_Document extract_:
- - -

Firearms Control - Home Affairs Committee Contents


Written evidence submitted by Ms Helen S

I am a normal, boring, female, middle-aged, middle-class physiotherapist in the Armed Forces. My days are spent helping recovery and rehabilitation, often of those who have been shot.  I understand the consequences of a bullet very thoroughly.

My career has obviously involved considerable gun use, through which I came to deer-stalking, clay, target and game shooting. I am not a red-neck, toff or nutcase (nor are most of those who I shoot with). I am CRB cleared, hold two levels of security vetting via various government agencies and am subject to regular, random compulsory drug-testing.

My firearms officer, however (and quite correctly) does not take this into more than passing consideration in his dealings with me - he checks, counter-checks, requires reasoning for continued holding of the weapons and has a thorough knowledge of me and indeed all those under his watch.

He is not bullish, but applies current legislation fairly and with common sense. He knows that if I sign someone's shotgun or firearm application, that I will have already tutored said person in safe gun-handling and would not be signing if I had reservations. Still, he carries out the checks as with anyone else. All this is exactly as it currently stands in law, is applied as best practice and is done with courtesy and good humour.

However, I am able to buy or construct other lethal weapons with no more than a few pounds in my bank account. A knife is available with no problems for nefarious purpose; I can purchase a car, drive like an idiot and barely be slapped on the wrist for killing someone; I can get drunk and start fights with lethal consequence. All of these happen regularly, cause multiple injuries and deaths, but do not spin as spectacularly, or fire the media's rockets as much as a rogue man with a gun.

Previous knee-jerk reaction to these awful shooting sprees has, unfortunately, not made a jot of difference to the number of weapons available for illegal use. Unfortunately, despite my firearms officer's excellence, all Forces are not equal in applying the current law. We saw recently in the South-east, for instance, the sentencing of three men who should not have been able to keep their licences following previous convictions.

On a separate but associated point, as a medical professional, I need to balance patient and wider safety against confidentiality on a daily basis. I recognise that my expertise, however, is in the musculoskeletal arena and confine my decisions to that. A GP's speciality is not mental health. To ask them to break patient confidentiality on a supposition is a dangerous precedent.

- - -

_What this exercise asks_:
[A] Read the written evidence on firearms control and decide whether each statement agrees with it: (i) the writer works as a physiotherapist in the Armed Forces; (ii) the writer's firearms officer gives her security vetting great weight; (iii) the writer holds that all Forces apply the current law equally. For each statement, answer yes or no and quote the words from the text that decide it.
[B] According to the written evidence on firearms control, how many men were recently sentenced in the South-east who should not have been able to keep their licences?
[C] From the written evidence on firearms control, extract everything from "He is not bullish, but" down to "and good humour.".

- - -

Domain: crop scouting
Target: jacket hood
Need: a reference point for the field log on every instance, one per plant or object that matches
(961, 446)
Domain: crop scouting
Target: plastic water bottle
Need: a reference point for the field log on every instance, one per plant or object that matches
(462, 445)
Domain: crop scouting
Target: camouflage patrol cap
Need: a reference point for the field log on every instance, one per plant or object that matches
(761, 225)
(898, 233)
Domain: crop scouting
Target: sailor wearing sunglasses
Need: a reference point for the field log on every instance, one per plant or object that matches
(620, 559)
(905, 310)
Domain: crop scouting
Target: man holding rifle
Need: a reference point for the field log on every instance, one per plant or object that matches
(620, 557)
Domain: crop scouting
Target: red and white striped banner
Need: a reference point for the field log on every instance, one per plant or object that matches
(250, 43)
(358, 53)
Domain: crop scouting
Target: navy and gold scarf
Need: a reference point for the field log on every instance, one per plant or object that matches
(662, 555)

- - -

_Numbered answers_:
[A]
(i) Yes: "I am a normal, boring, female, middle-aged, middle-class physiotherapist in the Armed Forces."
(ii) No: "does not take this into more than passing consideration in his dealings with me"
(iii) No: "all Forces are not equal in applying the current law."

[B] Three men.

[C]
He is not bullish, but applies current legislation fairly and with common sense. He knows that if I sign someone's shotgun or firearm application, that I will have already tutored said person in safe gun-handling and would not be signing if I had reservations. Still, he carries out the checks as with anyone else. All this is exactly as it currently stands in law, is applied as best practice and is done with courtesy and good humour.